**EXERCISE DETAILS**
Update the rows in the stretch from the line containing "board in the photo above." through the end of the rows by replacing "advertising board" with "sponsor banner". Give those lines again with everything else unchanged.

[Stored data]
• • •

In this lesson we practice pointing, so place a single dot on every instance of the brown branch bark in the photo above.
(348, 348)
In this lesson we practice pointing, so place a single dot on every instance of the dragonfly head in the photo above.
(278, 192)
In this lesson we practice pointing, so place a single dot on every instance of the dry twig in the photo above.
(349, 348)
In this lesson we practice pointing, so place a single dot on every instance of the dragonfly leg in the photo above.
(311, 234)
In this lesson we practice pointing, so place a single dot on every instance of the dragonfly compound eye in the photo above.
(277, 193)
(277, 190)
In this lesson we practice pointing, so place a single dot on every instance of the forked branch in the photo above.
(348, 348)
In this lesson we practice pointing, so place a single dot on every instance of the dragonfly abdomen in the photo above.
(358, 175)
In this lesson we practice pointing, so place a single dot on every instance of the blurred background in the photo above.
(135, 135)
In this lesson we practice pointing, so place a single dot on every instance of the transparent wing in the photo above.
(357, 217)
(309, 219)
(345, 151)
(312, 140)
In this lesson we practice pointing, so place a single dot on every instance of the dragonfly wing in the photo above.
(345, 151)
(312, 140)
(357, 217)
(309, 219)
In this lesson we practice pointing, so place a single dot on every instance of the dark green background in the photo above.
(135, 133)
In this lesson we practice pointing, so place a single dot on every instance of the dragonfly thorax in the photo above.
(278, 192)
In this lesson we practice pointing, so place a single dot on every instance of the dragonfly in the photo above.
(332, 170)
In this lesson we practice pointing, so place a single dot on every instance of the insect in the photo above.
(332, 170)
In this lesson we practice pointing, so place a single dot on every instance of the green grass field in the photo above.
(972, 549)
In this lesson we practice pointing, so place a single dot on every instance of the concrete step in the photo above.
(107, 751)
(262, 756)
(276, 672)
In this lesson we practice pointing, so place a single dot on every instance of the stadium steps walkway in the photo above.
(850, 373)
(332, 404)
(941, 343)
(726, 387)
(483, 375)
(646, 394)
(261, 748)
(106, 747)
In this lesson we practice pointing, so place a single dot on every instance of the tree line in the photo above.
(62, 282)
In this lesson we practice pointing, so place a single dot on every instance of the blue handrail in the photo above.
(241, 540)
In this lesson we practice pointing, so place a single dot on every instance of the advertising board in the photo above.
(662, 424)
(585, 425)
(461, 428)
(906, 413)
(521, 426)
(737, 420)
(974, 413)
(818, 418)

• • •

**WORKED ANSWER**
In this lesson we practice pointing, so place a single dot on every instance of the sponsor banner in the photo above.
(662, 424)
(585, 425)
(461, 428)
(906, 413)
(521, 426)
(737, 420)
(974, 413)
(818, 418)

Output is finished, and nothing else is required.